**Exercise directions**. Beginning with the line where "Text: beach umbrella" appears, retype every remaining line of the data below, both the first and last included.
________________
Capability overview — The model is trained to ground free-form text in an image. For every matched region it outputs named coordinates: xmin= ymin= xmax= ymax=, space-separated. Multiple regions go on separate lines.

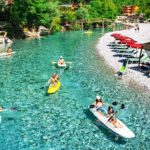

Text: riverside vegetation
xmin=0 ymin=0 xmax=150 ymax=37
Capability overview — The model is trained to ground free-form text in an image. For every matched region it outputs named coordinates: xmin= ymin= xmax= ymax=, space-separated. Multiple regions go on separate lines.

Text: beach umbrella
xmin=111 ymin=33 xmax=121 ymax=37
xmin=120 ymin=39 xmax=135 ymax=44
xmin=143 ymin=42 xmax=150 ymax=51
xmin=130 ymin=43 xmax=142 ymax=49
xmin=126 ymin=40 xmax=136 ymax=46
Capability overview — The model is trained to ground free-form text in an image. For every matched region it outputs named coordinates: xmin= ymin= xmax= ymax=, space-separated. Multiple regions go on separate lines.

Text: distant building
________________
**Output**.
Text: beach umbrella
xmin=111 ymin=33 xmax=121 ymax=37
xmin=120 ymin=39 xmax=135 ymax=44
xmin=143 ymin=42 xmax=150 ymax=51
xmin=130 ymin=43 xmax=142 ymax=49
xmin=126 ymin=40 xmax=136 ymax=46
Capability overview — The model is trained to ground free-form text in an image. For every matched region it outputs named coordinates: xmin= ymin= xmax= ymax=, space-separated. Multiple regions go on separate lines.

Text: distant building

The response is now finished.